## AIM
Rewrite every item below with each "Please spot" changed to "Please locate" and all other text left as it is. Omit the pictures from the output.

◆ ◆ ◆ ◆ ◆ ◆ ◆

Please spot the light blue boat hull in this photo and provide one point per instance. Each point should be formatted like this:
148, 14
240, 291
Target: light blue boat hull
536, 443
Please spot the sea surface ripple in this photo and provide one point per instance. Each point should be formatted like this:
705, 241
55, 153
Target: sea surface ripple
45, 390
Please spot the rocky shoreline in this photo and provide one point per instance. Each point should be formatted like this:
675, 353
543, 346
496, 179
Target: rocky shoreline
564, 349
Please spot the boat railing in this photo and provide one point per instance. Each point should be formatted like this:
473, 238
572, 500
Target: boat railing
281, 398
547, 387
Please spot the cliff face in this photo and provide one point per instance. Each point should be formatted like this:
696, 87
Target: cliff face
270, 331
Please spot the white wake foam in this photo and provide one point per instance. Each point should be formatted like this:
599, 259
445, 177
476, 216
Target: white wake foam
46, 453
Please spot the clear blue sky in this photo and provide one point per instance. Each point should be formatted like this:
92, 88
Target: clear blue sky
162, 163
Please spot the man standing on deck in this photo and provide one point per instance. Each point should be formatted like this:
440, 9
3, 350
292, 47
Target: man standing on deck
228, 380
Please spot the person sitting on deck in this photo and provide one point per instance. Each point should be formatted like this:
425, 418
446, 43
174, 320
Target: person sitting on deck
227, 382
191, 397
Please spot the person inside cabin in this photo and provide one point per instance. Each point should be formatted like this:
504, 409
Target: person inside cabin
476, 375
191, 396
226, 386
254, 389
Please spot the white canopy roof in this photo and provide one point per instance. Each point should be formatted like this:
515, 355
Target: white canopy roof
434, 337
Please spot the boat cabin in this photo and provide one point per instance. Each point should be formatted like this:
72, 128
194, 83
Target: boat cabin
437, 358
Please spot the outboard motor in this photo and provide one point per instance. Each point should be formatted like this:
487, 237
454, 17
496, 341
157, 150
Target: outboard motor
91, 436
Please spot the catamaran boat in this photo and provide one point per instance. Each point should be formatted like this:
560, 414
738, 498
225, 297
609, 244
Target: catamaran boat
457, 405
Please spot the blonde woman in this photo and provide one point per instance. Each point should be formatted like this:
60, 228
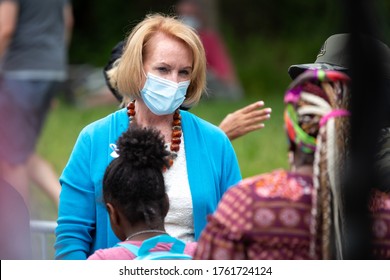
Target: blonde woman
163, 67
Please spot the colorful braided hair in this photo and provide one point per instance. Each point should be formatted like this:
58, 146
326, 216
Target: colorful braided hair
316, 124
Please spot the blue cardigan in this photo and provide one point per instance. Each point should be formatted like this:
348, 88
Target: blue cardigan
83, 222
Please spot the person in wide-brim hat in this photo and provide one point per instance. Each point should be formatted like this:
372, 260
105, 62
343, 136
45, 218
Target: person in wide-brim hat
335, 55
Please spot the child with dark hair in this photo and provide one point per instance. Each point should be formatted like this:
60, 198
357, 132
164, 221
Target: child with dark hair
135, 195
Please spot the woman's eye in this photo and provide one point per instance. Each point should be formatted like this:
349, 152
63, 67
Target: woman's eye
163, 69
184, 73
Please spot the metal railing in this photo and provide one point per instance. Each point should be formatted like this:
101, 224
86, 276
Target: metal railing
43, 230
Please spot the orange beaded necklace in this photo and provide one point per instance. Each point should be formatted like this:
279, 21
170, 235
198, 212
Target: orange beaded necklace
176, 130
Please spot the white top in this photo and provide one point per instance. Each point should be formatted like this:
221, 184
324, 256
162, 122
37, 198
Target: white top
179, 222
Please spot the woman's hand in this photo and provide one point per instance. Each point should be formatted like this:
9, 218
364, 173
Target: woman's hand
245, 120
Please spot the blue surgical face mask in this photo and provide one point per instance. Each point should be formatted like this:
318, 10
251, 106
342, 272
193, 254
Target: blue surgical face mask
163, 96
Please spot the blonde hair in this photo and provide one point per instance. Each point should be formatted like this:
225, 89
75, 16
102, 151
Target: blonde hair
127, 74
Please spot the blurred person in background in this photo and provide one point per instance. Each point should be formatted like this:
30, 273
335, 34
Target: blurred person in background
222, 80
34, 37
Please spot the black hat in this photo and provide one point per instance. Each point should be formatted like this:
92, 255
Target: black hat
335, 55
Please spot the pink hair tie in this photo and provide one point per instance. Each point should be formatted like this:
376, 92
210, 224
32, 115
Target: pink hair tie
334, 114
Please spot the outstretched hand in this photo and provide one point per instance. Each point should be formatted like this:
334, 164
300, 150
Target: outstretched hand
245, 120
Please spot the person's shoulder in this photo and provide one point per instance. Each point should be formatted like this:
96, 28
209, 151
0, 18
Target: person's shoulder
118, 117
189, 118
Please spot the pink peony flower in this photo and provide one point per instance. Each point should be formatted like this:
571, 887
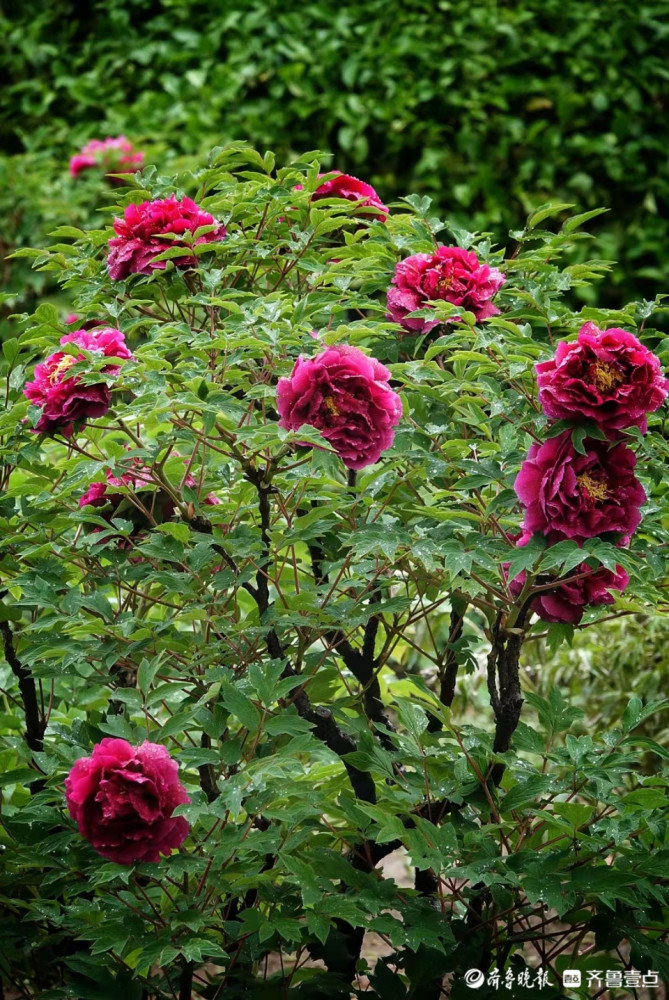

◆ ◆ ◆ ◆ ◆ ◆ ◆

## COMPLETED TASK
Please locate the light blue boat hull in this photo and provide one point per instance. Each point should be formatted like this:
148, 14
240, 291
Target: light blue boat hull
536, 443
Please locate the sea surface ripple in this photo and provide one point per instance. Each point should be formatted like this:
705, 241
55, 153
Target: sea surface ripple
45, 390
Please locate the rocky shoreline in this photo and provide one point per instance. Each point should be formatted like this:
675, 353
543, 346
496, 179
Target: rocky shoreline
564, 349
Please locate the boat railing in this photo and provide one point per instance. Each point should be formatted like this:
473, 238
572, 500
Target: boat railing
281, 398
547, 387
Please locate the cliff face in this photo and provide one point per instance. Each point should be formatted like this:
696, 87
Target: cliff face
270, 331
Please locate the white wake foam in this photo and provide one point per instance. Each point should be formatted like this:
599, 259
445, 177
476, 216
Target: white wake foam
46, 453
Please locate the clear blue sky in this photo and provide one point per instance. Each point should be formatted like this:
92, 88
Target: clear blue sky
162, 163
Please locate the man standing on deck in this photo and provide one point per instance. Each point should be formatted like this:
440, 9
3, 350
292, 47
Target: man standing on deck
228, 380
Please locate the person sitting on deck in this photo and provide one point per instance. Each point should be formatted like this:
425, 418
446, 43
174, 320
Target: person sitting on deck
227, 382
191, 397
Please locate the person inside cabin in this photo and provide one point per instance. Each point should be formatted like this:
504, 409
Target: person inside cabin
476, 375
191, 396
226, 386
254, 389
Please locate the white canopy roof in this photo and provide one point per instance. Each point should be formatted like this:
515, 355
Target: white canopy roof
434, 337
Please locate the boat cabin in this photo and provide one point per instance. Each point should be formatted like this:
72, 128
194, 83
Target: boat cabin
437, 358
Please locate the outboard motor in this photo and provide one point per instance. Each point should be formatted like this:
487, 237
454, 17
496, 341
157, 150
Target: outboard motor
91, 436
Please locate the catamaran boat in this photo and provide one point per instance. Each point should be formatted like this:
560, 414
738, 498
225, 297
609, 244
Target: catamaran boat
457, 405
Please locate the blonde woman in this photo and provide one point per instance. Each point should be formatted like this:
60, 228
Target: blonde woman
163, 67
Please locate the colorful braided hair in this photo and provide one point per instance. Each point should be formatted like this:
58, 146
326, 216
Target: colorful braided hair
316, 124
Please locate the blue cardigan in this photo and provide one point per instance. Each point should be formatted like this:
348, 88
Target: blue cardigan
83, 222
Please locate the person in wide-brim hat in this photo and provide one point per instance. Each point should be formatted like this:
372, 260
105, 62
343, 136
45, 218
Target: person in wide-brim hat
335, 55
Please locate the child with dark hair in this photo and provide one point per instance. Each point should be formatted like this:
60, 198
357, 132
164, 221
Target: child with dark hair
135, 195
Please locate the woman's eye in this photo and provide one point per instance. Each point should be formatted like this:
349, 152
63, 67
Target: woman's eye
163, 69
184, 73
Please locate the metal railing in this photo and provide one point per instance. Each point should be formatted like this:
101, 224
86, 276
Target: metal railing
43, 230
Please locate the orange beaded necklace in this photo and provide one point per instance. Each point should be formatted like this:
279, 21
170, 235
198, 212
Target: orange beaded necklace
176, 130
Please locate the white top in this photo and provide one point per instance. Each point should be formatted like this:
221, 184
324, 256
162, 122
37, 198
Target: white top
179, 222
Please locate the woman's hand in this photo and provide one point per instance. Each point should be formatted like this:
9, 218
364, 173
Target: woman's hand
245, 120
Please locate the blue surgical face mask in this photo and provide one point per instance. Each point should be formatted like this:
318, 10
251, 106
342, 272
193, 254
Target: blue surgical face mask
163, 96
Please locate the blonde hair in this photo and provide one point per instance. Each point should be formatted like this:
225, 89
75, 16
102, 151
Target: blonde hair
127, 74
Please locate the blurred person in background in this photo and provide one point per instance. Each point should be formatted like this:
30, 273
335, 34
Target: blurred person in background
222, 80
34, 37
Please locate the black hat in this photo and provide one point per instance. Each point should be formatted like this:
92, 255
Target: black hat
335, 55
Please locate the pink hair tie in this photo and provide one point per instance. Each point should be formatted like this:
376, 92
210, 224
32, 115
Target: pink hair tie
334, 114
Please locate the outstretched hand in this photo and provide one point per instance. Each point should be formatted like this:
334, 164
300, 150
Target: outstretched hand
245, 120
Please locate the person's shoulder in this photo and provide one point per instance. Each point should be formatted like this:
96, 28
209, 151
0, 18
Target: person's shoulder
118, 117
189, 118
Please locate the pink peony flower in this photo and provide one point per instance. Each point should be formatted like this:
571, 887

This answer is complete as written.